参考文本:
- - - -
About me:Oracle ACE pro,optimistic,passionate and harmonious. Focus on ORACLE,MySQL and other database programming,peformance tuning,db design, j2ee,Linux/AIX,Architecture tech,etc
全部博文(172)
分类: Oracle
2020-06-30 09:11:46
LISTAGG函数是11g R2引入用于合并字符串(列转行),可替换wmsys.wm_concat功能,而且效率更好。wm_concat函数是自定义聚集函数,而且是undocument的,从12C开始已经去掉,从11g R2开始,有字符串合并的需求,最好使用LISTAGG替代,以获得更好的性能。
但是,LISTAGG函数在11g R2中有个缺点,就是不能直接DISTINCT,在ORACLE 19C中,ORACLE给它增加了DISTINCT功能,这样可以剔除重复的字符串合并。19C的完整LISTAGG语法如下:
从语法图上可以看出,LISTAGG函数可以是普通的组函数,也可以用于分析函数,并且12C开始增加了OVERFLOW语法,用于字符串过长的处理。
如下例所示:
需求:对emp表,按照部门分组,按逗号合并部门员工名。
使用LISTAGG实现如下:
select deptno, listagg(ename,',') within group(order by deptno) as enames
from emp
group by deptno
order by deptno;
DEPTNO ENAMES
------------------------------------------------------------------------------
10 CLARK,KING,MILLER
20 ADAMS,FORD,JONES,SCOTT,SMITH
30 ALLEN,BLAKE,JAMES,MARTIN,TURNER,WARD
下面给DEPTNO=10的部门插入2个重复名字的员工,如下所示:
INSERT INTO emp VALUES (8000,'KING','ANALYST',7782,to_date('1983-1-1','yyyy-mm-dd'),2000,NULL,10);
INSERT INTO emp VALUES (9000,'KING','MANADER',7782,to_date('1984-5-1','yyyy-mm-dd'),2500,NULL,10);
COMMIT;
再次查询,发现有重复的数据:
SQL> select deptno, listagg(ename,',') within group(order by deptno) as enames
2 from emp
3 group by deptno
4 order by deptno;
DEPTNO ENAMES
------ --------------------------------------------------------------------------------
10 CLARK,KING,KING,KING,MILLER
20 ADAMS,FORD,JONES,SCOTT,SMITH
30 ALLEN,BLAKE,JAMES,MARTIN,TURNER,WARD
一般遇到这种有重复数据的情况,需要剔除重复数据,在19C之前,需要先剔除重复数据:
--红色部分使用分析函数剔重,当然这里直接distinct也可以,结果与最前面的一致
select deptno, listagg(ename, ',') within group(order by deptno) as enames
from (select deptno,
ename,
row_number() over(partition by deptno, ename order by empno) rn
from emp)
- - - -
数据:
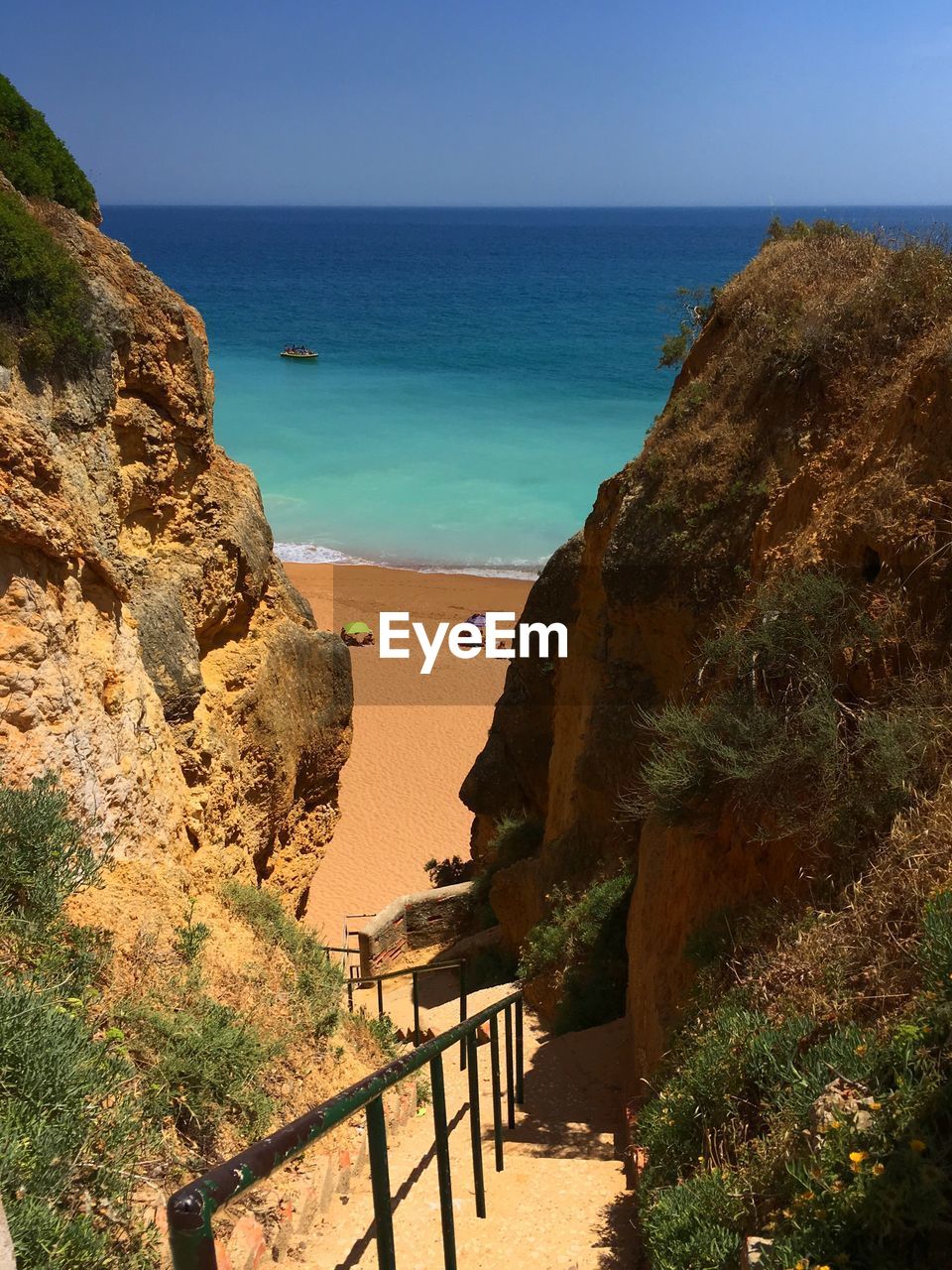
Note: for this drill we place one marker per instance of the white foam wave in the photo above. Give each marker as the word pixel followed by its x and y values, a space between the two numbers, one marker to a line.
- - - -
任务说明:
将参考文本中以“LISTAGG函数是11g R2引入”开头的段落改写为要点列表,保留其主要事实。 完成本任务用不到上述数据。

任务答复:
- LISTAGG函数由11g R2引入,用于合并字符串(列转行)。
- 它可替换wmsys.wm_concat功能,且效率更好。
- wm_concat是自定义聚集函数,属于undocument,从12C开始已去掉。
- 从11g R2开始,如需合并字符串,最好用LISTAGG替代,以获得更好的性能。